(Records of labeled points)
## BEGIN

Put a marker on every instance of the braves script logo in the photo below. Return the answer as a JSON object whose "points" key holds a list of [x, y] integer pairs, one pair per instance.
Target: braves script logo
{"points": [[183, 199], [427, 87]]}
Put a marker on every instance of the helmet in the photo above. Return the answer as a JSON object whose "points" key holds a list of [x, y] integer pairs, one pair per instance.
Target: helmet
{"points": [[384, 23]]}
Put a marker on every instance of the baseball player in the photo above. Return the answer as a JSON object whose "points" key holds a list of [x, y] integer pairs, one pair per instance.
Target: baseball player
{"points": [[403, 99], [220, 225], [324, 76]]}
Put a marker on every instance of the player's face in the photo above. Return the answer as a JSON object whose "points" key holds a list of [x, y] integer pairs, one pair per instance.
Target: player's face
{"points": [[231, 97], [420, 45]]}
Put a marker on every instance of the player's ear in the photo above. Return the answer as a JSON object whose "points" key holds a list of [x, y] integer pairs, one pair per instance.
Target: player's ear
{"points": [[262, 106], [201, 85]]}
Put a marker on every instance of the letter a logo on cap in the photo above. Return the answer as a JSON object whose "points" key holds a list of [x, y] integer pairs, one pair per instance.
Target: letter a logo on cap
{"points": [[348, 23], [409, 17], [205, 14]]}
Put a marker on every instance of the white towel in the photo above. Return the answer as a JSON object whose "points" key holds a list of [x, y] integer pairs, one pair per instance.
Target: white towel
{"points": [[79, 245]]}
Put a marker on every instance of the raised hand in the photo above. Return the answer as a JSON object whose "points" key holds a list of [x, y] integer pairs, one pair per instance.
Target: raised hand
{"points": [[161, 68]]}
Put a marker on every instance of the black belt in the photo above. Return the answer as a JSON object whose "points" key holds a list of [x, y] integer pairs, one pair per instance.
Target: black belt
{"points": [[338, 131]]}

## END

_WORK TO BE COMPLETED:_ Starting at the line that contains "Put a marker on every instance of the baseball" and ending at the last line of the material above, put those lines into a JSON list of strings, one string per line, with blank lines omitted.

_WRITTEN SOLUTION:_
[
  "Put a marker on every instance of the baseball player in the photo above. Return the answer as a JSON object whose \"points\" key holds a list of [x, y] integer pairs, one pair per instance.",
  "Target: baseball player",
  "{\"points\": [[403, 99], [220, 225], [324, 76]]}",
  "Put a marker on every instance of the player's face in the photo above. Return the answer as a JSON object whose \"points\" key holds a list of [x, y] integer pairs, one pair per instance.",
  "Target: player's face",
  "{\"points\": [[231, 97], [420, 45]]}",
  "Put a marker on every instance of the player's ear in the photo above. Return the answer as a JSON object whose \"points\" key holds a list of [x, y] integer pairs, one pair per instance.",
  "Target: player's ear",
  "{\"points\": [[262, 106], [201, 85]]}",
  "Put a marker on every instance of the letter a logo on cap in the photo above. Return the answer as a JSON object whose \"points\" key holds a list of [x, y] integer pairs, one pair per instance.",
  "Target: letter a logo on cap",
  "{\"points\": [[348, 23], [409, 17], [205, 14]]}",
  "Put a marker on every instance of the white towel in the photo above. Return the answer as a JSON object whose \"points\" key holds a list of [x, y] integer pairs, one pair per instance.",
  "Target: white towel",
  "{\"points\": [[79, 245]]}",
  "Put a marker on every instance of the raised hand in the photo above. Return the answer as a JSON object whose \"points\" key holds a list of [x, y] integer pairs, one pair per instance.",
  "Target: raised hand",
  "{\"points\": [[161, 68]]}",
  "Put a marker on every instance of the black belt in the photo above. Return the answer as a JSON object whose \"points\" key holds a list of [x, y] integer pairs, one pair per instance.",
  "Target: black belt",
  "{\"points\": [[338, 131]]}"
]